REQUIRED ACTION 1:
Decide whether each statement below agrees with the hurricane recovery text. Answer yes or no for (a), (b) and (c), and quote the words of the text that settle each one. (a) Close to 2,000 staff and providers at NHRMC sheltered in place during Florence. (b) New Hanover County is drawing up plans to spend the entire $1.14 billion in state CDBG funds. (c) Coudriet described housing as a big challenge for the county since the storm.
REQUIRED ACTION 2:
Go on with the hurricane recovery text, picking up right after its final sentence.

DOCUMENT SEGMENT:
----
There were nearly 2,000 staff and providers at NHRMC, who sheltered in place during Florence. And 300 hospital employees have since been displaced, he added.
"One of the other lessons learned is to take care of your people, making sure whether it's during the event or after the event, that you're there for your people," Gizdic said. "Health care is a people business; people are our No. 1 asset, and so maintaining that workforce and keeping them together is extremely important for us."
For its part, New Hanover County has established a hurricane recovery office with a team to work on navigating the influx of state and federal money that is coming its way, said New Hanover County Manager Chris Coudriet.
Of those funds, plans are being developed for a "small percentage" of $1.14 billion in state Community Development Block Grant (CDBG) funds, Coudriet said.
“We made a specific ask of the legislature as well as the governor's office to appropriate directly to us community development block grant money so that we can put that quickly into play in our community and help rebuild the housing stock that we have lost,” Coudriet said.
Housing has become a big challenge for New Hanover County post-storm, Coudriet said. And the county would like to use the CDBG funds to focus on both its housing and building a more resilient infrastructure, he said.
----
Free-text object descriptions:
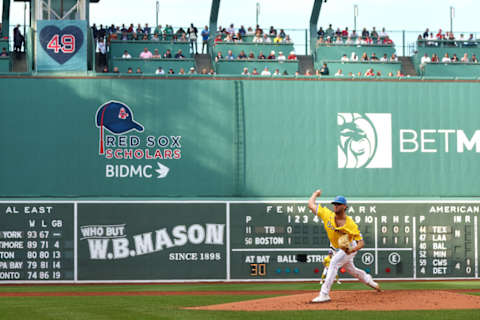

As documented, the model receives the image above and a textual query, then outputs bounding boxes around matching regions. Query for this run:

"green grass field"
[0,281,480,320]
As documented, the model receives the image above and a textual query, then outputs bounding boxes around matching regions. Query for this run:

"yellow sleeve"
[317,204,333,221]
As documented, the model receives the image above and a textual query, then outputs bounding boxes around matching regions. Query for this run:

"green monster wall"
[0,77,480,197]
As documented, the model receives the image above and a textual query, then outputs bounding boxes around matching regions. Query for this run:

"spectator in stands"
[225,50,235,60]
[227,23,235,37]
[201,26,210,53]
[233,32,243,43]
[237,50,247,59]
[288,51,297,60]
[175,49,185,59]
[362,28,370,40]
[122,50,132,59]
[238,25,247,38]
[325,24,335,38]
[139,47,153,59]
[163,49,172,59]
[187,23,198,54]
[152,49,162,59]
[97,37,107,66]
[273,34,283,43]
[213,34,223,45]
[252,33,263,43]
[268,26,277,37]
[215,51,223,62]
[442,52,452,63]
[317,27,325,39]
[363,68,375,77]
[260,67,272,76]
[320,63,330,76]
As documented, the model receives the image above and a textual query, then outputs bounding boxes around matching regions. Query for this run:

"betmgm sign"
[36,20,87,71]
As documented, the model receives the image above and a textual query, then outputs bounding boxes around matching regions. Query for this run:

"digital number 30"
[47,34,75,53]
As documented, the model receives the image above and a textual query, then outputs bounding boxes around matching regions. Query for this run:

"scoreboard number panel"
[230,201,480,280]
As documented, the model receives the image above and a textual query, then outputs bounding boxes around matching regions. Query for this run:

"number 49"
[47,34,75,53]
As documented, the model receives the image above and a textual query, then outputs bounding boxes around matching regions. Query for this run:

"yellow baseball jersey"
[323,256,332,268]
[317,205,363,248]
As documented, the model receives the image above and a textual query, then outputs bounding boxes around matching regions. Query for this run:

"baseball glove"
[338,234,352,253]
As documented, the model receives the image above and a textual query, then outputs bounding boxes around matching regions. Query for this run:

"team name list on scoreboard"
[230,201,480,279]
[0,203,74,281]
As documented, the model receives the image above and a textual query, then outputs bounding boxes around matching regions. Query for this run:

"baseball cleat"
[312,293,331,303]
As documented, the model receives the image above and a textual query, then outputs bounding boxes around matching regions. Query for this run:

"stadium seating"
[109,40,191,58]
[212,42,294,57]
[315,44,395,63]
[109,58,195,74]
[316,60,402,76]
[215,59,298,75]
[423,63,480,78]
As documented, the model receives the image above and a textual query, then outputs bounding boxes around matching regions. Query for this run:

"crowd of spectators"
[91,23,206,54]
[340,52,398,62]
[215,50,297,62]
[317,24,393,46]
[417,28,477,47]
[214,24,292,44]
[102,66,216,75]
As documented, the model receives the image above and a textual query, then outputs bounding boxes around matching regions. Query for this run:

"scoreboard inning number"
[47,34,75,53]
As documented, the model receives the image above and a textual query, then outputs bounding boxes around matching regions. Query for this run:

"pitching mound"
[189,290,480,311]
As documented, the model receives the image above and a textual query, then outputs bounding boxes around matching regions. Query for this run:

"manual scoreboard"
[0,200,480,283]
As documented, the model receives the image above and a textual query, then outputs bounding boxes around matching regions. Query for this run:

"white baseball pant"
[320,241,375,295]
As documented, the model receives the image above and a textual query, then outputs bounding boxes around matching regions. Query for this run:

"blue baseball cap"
[97,101,143,134]
[332,196,347,205]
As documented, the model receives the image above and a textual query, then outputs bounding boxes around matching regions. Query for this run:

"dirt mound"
[188,290,480,311]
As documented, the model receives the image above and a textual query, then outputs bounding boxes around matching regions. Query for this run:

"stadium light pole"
[353,4,358,31]
[450,7,455,33]
[155,0,160,28]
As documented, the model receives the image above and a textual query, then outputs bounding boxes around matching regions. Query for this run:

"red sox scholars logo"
[95,100,182,178]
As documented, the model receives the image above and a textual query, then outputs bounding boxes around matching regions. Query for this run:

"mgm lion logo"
[337,113,392,168]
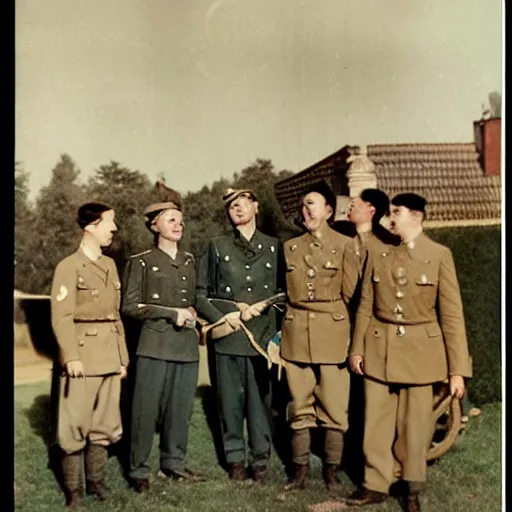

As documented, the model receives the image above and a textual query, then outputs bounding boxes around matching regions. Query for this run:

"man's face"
[228,194,258,226]
[85,210,117,247]
[389,205,421,238]
[153,210,183,242]
[348,197,375,225]
[302,192,334,231]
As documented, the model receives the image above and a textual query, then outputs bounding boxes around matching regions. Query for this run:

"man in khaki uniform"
[281,182,357,489]
[345,193,471,512]
[51,203,128,507]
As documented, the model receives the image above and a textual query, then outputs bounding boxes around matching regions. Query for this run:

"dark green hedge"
[425,226,502,406]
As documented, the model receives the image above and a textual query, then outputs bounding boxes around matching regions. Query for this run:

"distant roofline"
[276,144,360,185]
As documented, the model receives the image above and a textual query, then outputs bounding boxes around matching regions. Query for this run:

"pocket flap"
[425,325,442,338]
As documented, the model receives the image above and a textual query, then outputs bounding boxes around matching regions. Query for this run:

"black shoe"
[343,487,388,507]
[158,468,206,482]
[133,478,149,494]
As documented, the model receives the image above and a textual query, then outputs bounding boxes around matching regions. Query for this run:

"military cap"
[222,188,257,208]
[76,202,113,229]
[143,201,181,231]
[391,192,427,213]
[302,180,336,213]
[360,188,389,220]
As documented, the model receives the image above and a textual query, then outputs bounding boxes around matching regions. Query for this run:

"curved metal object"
[427,383,462,462]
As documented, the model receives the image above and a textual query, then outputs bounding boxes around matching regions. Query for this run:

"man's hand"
[176,308,195,327]
[348,355,364,375]
[450,375,466,400]
[66,359,85,378]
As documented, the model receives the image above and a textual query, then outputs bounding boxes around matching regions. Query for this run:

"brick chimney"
[473,117,501,176]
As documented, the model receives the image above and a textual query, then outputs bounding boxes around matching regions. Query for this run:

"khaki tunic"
[281,225,358,432]
[51,249,128,453]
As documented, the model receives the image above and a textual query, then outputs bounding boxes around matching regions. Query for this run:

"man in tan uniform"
[51,203,128,508]
[281,182,357,489]
[345,193,472,512]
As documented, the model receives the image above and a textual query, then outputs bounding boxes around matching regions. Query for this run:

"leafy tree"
[16,154,84,293]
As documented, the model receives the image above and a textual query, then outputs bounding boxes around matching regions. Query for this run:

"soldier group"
[51,182,471,512]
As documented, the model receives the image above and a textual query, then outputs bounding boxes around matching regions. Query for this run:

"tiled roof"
[367,143,501,221]
[275,143,501,226]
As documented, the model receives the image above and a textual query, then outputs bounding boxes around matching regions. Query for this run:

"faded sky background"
[15,0,502,197]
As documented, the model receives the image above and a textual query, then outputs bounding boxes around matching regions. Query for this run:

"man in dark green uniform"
[196,189,285,482]
[122,202,203,492]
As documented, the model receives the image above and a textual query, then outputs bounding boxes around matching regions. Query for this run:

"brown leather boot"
[61,451,84,509]
[85,443,108,501]
[405,492,421,512]
[322,463,338,491]
[284,464,309,491]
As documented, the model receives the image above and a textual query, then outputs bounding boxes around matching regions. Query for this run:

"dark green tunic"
[122,249,199,479]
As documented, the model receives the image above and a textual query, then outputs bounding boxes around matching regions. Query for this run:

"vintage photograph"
[13,0,505,512]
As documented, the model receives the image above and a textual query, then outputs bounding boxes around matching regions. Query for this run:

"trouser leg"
[393,385,433,491]
[363,378,398,493]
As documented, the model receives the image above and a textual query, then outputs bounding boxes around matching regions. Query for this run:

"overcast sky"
[15,0,502,196]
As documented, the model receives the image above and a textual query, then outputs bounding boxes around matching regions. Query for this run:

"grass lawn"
[15,382,502,512]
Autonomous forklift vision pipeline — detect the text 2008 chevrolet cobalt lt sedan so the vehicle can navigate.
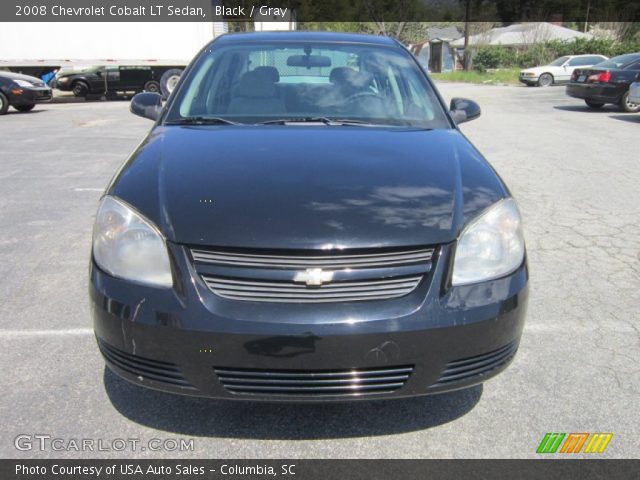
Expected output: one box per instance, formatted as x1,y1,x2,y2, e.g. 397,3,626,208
90,32,528,401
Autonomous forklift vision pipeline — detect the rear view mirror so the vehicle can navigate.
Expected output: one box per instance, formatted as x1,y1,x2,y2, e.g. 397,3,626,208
449,98,481,124
129,92,162,120
287,55,331,68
----
FINAL ANSWER 1:
(a) Yes: "There were nearly 2,000 staff and providers at NHRMC, who sheltered in place during Florence."
(b) No: "plans are being developed for a "small percentage" of $1.14 billion in state Community Development Block Grant (CDBG) funds"
(c) Yes: "Housing has become a big challenge for New Hanover County post-storm, Coudriet said."

FINAL ANSWER 2:
Coudriet also highlighted the need to revisit the county’s shelter policy and the schools utilized for those shelters. The county is also re-examining the use of auxiliary generators to keep things like the county’s emergency center running through multiple days without power. And perhaps contracting that out.
Michael Olender, manager of outreach and advocacy at AARP North Carolina, said that the organization was able to, at the state office level, get information out to members during and after the storm through telecommunications.
And post-storm, the group was able to reach out to notify members of charity fraud.
A lesson learned: more resources are needed at the state level during a disaster to support those calls and a long-term strategy to become a part of the network of support post-storm, Olender said.
"We need to think much more long-term because you know, these storms, the last two major storms we've had -- Matthew and Florence -- these are supposed to be 500 years apart and they're not," he said.
During his economic outlook talk, Jones said that prior to the storm, the economy was moving toward a stable growth rate.
Unemployment continues to go down and although the region isn’t seeing the same growth in wages, with most being from new hires, that could pick up as pressure is put on employers to keep their talent, Jones said.
“We're back to what you might call full employment in this region, just in time to be thrown off track again,” Jones said.
The property damage, business disruption and outside perception of the area after Florence have all impacted the regional economy, Jones said.
In business disruption, economists at UNCW have found that lower-category storms tend to disrupt business “on the order of about 1 percent of Gross Domestic Product," Jones said.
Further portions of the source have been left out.